Task directions: Your reply should reproduce the data below without a single alteration, apart from dropping the images.

[Source material Boundary: Start]

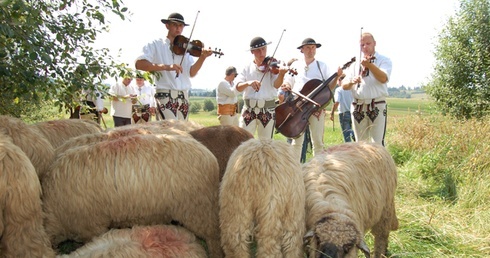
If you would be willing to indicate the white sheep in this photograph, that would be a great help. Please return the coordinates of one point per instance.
(221, 140)
(349, 191)
(156, 241)
(59, 131)
(134, 180)
(31, 141)
(122, 131)
(262, 198)
(21, 225)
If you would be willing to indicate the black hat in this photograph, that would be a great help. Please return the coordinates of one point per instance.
(258, 42)
(175, 17)
(230, 70)
(309, 41)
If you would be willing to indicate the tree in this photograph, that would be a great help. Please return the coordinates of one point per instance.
(208, 105)
(46, 53)
(460, 81)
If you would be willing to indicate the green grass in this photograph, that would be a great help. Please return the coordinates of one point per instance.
(444, 178)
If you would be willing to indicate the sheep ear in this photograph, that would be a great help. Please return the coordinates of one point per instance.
(364, 248)
(308, 236)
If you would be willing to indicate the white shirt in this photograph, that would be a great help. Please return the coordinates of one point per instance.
(146, 95)
(344, 98)
(314, 70)
(226, 93)
(158, 52)
(122, 107)
(370, 88)
(267, 90)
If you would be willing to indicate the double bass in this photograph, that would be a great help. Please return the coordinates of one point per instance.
(292, 116)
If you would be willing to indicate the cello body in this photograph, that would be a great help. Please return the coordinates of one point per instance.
(292, 116)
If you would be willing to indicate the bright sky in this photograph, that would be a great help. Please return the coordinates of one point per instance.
(405, 31)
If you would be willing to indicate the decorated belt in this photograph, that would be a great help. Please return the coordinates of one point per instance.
(267, 103)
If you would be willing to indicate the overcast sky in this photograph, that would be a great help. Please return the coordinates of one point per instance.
(405, 31)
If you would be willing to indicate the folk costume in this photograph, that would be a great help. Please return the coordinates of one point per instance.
(226, 97)
(306, 72)
(369, 110)
(258, 111)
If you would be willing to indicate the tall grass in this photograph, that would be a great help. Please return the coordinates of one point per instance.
(443, 190)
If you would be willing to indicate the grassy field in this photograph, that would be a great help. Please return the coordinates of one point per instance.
(444, 179)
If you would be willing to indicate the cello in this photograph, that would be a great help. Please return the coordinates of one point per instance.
(292, 116)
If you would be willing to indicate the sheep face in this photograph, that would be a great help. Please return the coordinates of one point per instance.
(335, 236)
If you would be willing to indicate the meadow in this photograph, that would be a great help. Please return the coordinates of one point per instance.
(444, 178)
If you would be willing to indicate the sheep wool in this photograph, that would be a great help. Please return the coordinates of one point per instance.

[Source material Boundary: End]

Written solution:
If you would be willing to indicate the white sheep in this photograph, that would be a great help. Please return the coordinates of one point per instance.
(221, 140)
(349, 191)
(156, 241)
(59, 131)
(134, 180)
(31, 141)
(122, 131)
(262, 198)
(21, 225)
If you would be willing to indicate the black hat in this photograph, that would be a great help. Please return the coordinates of one point per instance.
(258, 42)
(175, 17)
(230, 70)
(309, 41)
If you would be willing to indicate the tree in this photograph, that would be a great help. Please return the coordinates of one point per instance.
(208, 105)
(46, 53)
(460, 81)
If you would be willing to indicate the green grass in this photograph, that would be a great help. Please return the coordinates of one point per instance.
(444, 178)
If you would be willing to indicate the sheep ear in this photograph, that would be a great help. Please return the coordinates of one point per instance.
(364, 248)
(308, 236)
If you would be willing to indicate the white shirt in this photograph, that would be a great help. Please return the coordinates of one point per instance.
(146, 95)
(344, 98)
(314, 70)
(226, 93)
(158, 52)
(122, 107)
(370, 88)
(267, 90)
If you would be willing to indicate the double bass in this photograph, that would be a great help. Please return the coordinates of one point per instance.
(292, 116)
If you would be willing to indicate the cello body in this photograph, that would be a great help. Please return the coordinates of one point per instance.
(292, 116)
If you would be willing to indicate the bright sky in this photograph, that would be a great help. Please return the coordinates of one point per instance.
(405, 31)
If you would be willing to indicate the decorated belt in this photograph, that would be a great help. Please return the coordinates of one point per instance.
(267, 103)
If you would be willing to indicate the overcast sky in this photograph, that would be a great help. Please return the coordinates of one point per instance.
(405, 31)
If you would be willing to indicate the folk costume in this photograph, that would be a great help. Please return the coordinates of one point per instance.
(226, 97)
(306, 72)
(369, 110)
(258, 111)
If you would be willing to indicate the tall grass in this photograph, that would be a great help. Please return the coordinates of one point per instance.
(443, 190)
If you would be willing to indicate the grassy field in this photograph, that would be a great help. Please return the coordinates of one point per instance.
(444, 179)
If you would be willing to indicate the cello in this photograph, that would be a great help. Please return the coordinates of one point per instance.
(292, 116)
If you would be willing to indicate the sheep face in this photograph, that would be a great help. Please return the coordinates of one point per instance.
(335, 236)
If you would be willing to indicate the meadow in this photograph, that would be a great help. Please return the coordinates of one point per instance.
(444, 178)
If you would be willing to indicate the sheep wool in this photograph, that would be a great help. Please return the coordinates of one point per instance.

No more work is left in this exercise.